*UNTERSUCHTER TEXT*:
Über 500 Kilometer treiben Tausende tote Fische in der Oder. Auffallende Werte, etwa bei Sauerstoff (überhöht), pH-Wert (ebenfalls zu hoch) oder beim Nitrat-Stickstoff-Gehalt (zu niedrig). Und eine giftige Algenart, die sich rasant entwickelt hat. Viele Rätsel umgeben das Sterben der Flussbewohner. Eine schlüssige Erklärung gibt es aber noch immer nicht.

Hunderte Stoffe werden analysiert

Das Problem: Ohne genauere Anhaltspunkte, um welchen Giftstoff es sich handeln könnte, haben es die Labore schwer. Bei der Suche gibt es üblicherweise zwei Strategien, erklärt Prof. Jörg Oehlmann, Ökotoxologe an der Universität Frankfurt am Main. Bei der "Target-Analytik" werden Wasserproben und Fischgewebe auf bis zu 600 Verdachtsstoffe analysiert. Derzeit sind es im Fall der Oder etwa 300.

Das Risiko ist jedoch groß, dass angesichts von rund 350.000 Substanzen im weltweiten Gebrauch die verantwortliche Chemikalie dabei nicht abgedeckt ist.

*DATENZEILEN*:
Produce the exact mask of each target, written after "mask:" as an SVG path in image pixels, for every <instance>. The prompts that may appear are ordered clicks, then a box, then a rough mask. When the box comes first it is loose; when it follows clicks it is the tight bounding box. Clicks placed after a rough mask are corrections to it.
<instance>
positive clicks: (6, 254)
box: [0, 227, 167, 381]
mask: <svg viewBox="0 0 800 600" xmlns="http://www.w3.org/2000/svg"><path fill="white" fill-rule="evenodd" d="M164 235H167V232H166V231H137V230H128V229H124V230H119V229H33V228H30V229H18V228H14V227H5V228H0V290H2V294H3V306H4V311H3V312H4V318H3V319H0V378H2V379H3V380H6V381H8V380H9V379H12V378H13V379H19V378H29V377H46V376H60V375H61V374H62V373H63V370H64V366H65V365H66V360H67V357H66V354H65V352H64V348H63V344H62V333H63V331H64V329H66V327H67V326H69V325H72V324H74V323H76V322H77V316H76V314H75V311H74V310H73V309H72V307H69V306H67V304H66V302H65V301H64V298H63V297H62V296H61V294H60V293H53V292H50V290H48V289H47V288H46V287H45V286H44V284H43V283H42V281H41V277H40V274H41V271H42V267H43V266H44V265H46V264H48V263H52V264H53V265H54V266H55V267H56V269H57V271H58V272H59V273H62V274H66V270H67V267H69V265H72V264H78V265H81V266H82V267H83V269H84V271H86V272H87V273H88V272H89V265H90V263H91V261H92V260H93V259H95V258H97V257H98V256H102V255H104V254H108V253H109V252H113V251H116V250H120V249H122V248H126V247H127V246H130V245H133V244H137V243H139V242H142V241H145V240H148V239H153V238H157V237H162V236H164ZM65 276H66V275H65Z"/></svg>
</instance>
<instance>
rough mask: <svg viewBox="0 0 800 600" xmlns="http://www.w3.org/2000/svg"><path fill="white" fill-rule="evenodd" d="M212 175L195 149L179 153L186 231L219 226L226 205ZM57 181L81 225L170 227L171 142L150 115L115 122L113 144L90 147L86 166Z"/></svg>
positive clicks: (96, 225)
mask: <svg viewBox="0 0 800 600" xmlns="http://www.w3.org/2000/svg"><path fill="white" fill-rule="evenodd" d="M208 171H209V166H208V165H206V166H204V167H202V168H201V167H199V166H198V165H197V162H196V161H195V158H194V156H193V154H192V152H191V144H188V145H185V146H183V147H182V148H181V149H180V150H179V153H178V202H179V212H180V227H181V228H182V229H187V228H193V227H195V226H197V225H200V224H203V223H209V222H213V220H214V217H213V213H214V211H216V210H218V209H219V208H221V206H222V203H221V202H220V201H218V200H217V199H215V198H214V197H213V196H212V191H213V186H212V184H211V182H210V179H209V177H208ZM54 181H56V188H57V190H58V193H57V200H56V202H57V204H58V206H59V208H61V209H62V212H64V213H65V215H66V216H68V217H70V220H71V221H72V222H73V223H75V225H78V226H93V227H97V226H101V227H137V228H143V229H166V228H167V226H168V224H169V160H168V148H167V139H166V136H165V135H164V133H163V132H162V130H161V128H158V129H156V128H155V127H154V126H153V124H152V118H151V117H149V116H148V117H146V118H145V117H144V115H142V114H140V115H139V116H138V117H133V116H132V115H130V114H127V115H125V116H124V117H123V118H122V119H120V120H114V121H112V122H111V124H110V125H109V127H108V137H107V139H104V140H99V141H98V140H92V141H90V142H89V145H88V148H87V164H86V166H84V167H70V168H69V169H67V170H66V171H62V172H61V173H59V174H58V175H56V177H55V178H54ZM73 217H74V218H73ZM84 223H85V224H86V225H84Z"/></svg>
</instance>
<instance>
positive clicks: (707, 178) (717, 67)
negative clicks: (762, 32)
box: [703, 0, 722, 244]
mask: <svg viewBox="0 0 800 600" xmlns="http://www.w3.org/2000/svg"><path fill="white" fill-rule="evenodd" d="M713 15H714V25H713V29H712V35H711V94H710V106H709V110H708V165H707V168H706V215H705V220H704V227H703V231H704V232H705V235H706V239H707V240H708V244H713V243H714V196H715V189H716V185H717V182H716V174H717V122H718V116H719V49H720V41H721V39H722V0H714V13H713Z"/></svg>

==

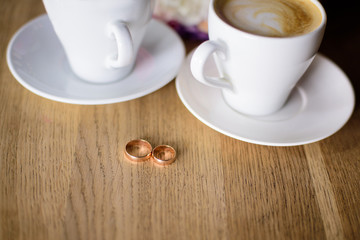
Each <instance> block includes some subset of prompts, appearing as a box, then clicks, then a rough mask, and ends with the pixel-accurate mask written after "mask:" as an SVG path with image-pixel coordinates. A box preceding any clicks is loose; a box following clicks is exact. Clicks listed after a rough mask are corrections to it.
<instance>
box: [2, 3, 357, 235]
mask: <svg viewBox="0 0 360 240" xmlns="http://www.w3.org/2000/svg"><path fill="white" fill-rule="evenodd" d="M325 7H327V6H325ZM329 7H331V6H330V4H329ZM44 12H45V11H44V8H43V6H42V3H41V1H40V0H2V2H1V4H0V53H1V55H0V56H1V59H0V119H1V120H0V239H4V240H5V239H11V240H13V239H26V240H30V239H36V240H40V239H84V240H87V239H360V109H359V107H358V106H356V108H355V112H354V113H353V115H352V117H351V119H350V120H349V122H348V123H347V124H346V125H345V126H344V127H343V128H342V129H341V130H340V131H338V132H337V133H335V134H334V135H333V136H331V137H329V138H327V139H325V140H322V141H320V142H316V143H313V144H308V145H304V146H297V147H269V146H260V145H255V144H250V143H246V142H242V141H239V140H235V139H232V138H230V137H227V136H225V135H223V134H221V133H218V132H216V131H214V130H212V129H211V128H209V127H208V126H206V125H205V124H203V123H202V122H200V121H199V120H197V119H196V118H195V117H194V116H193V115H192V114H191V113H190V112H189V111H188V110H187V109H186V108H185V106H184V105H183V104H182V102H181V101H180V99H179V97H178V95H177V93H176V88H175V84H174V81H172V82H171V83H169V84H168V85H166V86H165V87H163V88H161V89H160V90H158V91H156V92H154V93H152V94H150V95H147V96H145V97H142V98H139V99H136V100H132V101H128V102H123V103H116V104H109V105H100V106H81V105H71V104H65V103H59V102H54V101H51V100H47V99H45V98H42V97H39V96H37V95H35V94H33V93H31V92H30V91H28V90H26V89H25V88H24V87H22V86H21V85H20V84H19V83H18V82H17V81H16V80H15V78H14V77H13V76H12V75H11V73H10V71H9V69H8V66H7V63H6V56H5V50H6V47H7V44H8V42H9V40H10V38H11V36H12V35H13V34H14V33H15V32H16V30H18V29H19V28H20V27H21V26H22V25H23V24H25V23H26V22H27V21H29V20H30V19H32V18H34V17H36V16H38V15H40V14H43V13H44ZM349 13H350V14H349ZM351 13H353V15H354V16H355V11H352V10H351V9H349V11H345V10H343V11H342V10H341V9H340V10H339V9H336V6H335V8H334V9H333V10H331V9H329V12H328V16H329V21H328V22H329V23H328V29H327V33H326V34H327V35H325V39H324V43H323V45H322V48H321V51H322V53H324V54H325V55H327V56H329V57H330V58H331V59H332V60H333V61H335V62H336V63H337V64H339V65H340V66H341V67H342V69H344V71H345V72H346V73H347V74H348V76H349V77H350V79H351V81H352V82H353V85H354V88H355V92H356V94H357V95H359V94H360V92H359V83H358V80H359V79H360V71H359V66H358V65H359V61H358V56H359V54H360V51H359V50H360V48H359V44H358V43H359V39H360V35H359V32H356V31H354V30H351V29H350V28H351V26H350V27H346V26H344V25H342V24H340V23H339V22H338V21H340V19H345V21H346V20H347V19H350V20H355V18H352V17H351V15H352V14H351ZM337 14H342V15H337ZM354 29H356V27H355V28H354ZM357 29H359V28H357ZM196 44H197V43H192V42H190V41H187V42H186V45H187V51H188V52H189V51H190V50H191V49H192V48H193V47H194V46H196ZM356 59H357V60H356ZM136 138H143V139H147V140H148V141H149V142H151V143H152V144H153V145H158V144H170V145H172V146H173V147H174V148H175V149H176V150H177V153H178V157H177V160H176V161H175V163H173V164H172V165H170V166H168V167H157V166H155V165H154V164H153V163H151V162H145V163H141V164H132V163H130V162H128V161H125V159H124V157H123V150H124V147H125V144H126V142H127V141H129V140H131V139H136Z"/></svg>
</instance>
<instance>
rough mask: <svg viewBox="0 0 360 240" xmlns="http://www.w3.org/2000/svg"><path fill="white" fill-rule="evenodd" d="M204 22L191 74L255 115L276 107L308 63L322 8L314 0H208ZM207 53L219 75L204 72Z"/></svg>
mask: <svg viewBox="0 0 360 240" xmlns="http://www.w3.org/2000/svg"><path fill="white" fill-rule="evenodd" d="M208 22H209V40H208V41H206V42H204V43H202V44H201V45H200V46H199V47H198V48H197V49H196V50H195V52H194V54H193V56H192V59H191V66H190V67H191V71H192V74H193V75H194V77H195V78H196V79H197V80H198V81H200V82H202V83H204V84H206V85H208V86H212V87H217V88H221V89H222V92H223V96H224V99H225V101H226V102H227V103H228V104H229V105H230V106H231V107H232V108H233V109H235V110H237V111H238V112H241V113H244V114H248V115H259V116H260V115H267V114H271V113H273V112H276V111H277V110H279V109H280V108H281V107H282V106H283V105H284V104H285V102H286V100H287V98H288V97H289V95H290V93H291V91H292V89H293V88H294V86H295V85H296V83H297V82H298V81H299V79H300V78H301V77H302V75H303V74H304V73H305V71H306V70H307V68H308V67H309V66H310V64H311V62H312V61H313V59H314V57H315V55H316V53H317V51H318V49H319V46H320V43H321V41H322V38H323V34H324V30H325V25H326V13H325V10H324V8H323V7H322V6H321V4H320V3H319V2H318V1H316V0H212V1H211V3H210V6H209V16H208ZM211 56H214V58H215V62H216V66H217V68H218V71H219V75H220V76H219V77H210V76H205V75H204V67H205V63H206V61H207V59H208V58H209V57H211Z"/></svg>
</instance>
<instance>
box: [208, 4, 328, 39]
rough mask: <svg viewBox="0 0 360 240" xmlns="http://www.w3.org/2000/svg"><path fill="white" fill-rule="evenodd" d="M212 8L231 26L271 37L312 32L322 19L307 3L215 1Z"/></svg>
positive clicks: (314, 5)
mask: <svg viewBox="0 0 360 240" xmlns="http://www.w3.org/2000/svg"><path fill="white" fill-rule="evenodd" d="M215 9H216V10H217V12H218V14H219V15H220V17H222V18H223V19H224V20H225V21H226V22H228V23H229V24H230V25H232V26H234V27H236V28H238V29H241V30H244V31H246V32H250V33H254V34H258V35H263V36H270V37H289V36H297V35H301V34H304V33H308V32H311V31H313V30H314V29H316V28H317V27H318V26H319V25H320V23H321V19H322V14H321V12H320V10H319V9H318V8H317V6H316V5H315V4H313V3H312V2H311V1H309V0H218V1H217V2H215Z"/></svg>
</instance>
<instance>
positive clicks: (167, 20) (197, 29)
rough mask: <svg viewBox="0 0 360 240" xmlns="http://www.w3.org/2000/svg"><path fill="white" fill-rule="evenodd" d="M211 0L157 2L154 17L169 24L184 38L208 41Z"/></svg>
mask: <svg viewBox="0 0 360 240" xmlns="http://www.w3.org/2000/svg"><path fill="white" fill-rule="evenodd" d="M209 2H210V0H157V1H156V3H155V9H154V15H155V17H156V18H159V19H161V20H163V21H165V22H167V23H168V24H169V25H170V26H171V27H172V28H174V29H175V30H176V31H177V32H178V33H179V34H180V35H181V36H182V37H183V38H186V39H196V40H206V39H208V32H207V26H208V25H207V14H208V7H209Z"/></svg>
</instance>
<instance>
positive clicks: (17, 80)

*AUFGABEN*:
1. Prüfe, ob die folgenden Aussagen zum untersuchten Text passen, und antworte jeweils mit Ja oder Nein samt den entscheidenden Worten aus dem Text: (a) Im Fall der Oder werden derzeit etwa 300 Verdachtsstoffe analysiert. (b) Der Nitrat-Stickstoff-Gehalt war zu hoch. (c) Für das Fischsterben liegt bereits eine schlüssige Erklärung vor.
2. Wie viele Substanzen sind laut dem untersuchten Text weltweit im Gebrauch?
Die Datenzeilen stehen in keinem Zusammenhang mit dem untersuchten Text.

*ANTWORTEN*:
1.
(a) Ja: „Derzeit sind es im Fall der Oder etwa 300.“
(b) Nein: „beim Nitrat-Stickstoff-Gehalt (zu niedrig)“
(c) Nein: „Eine schlüssige Erklärung gibt es aber noch immer nicht.“

2. Rund 350.000 Substanzen.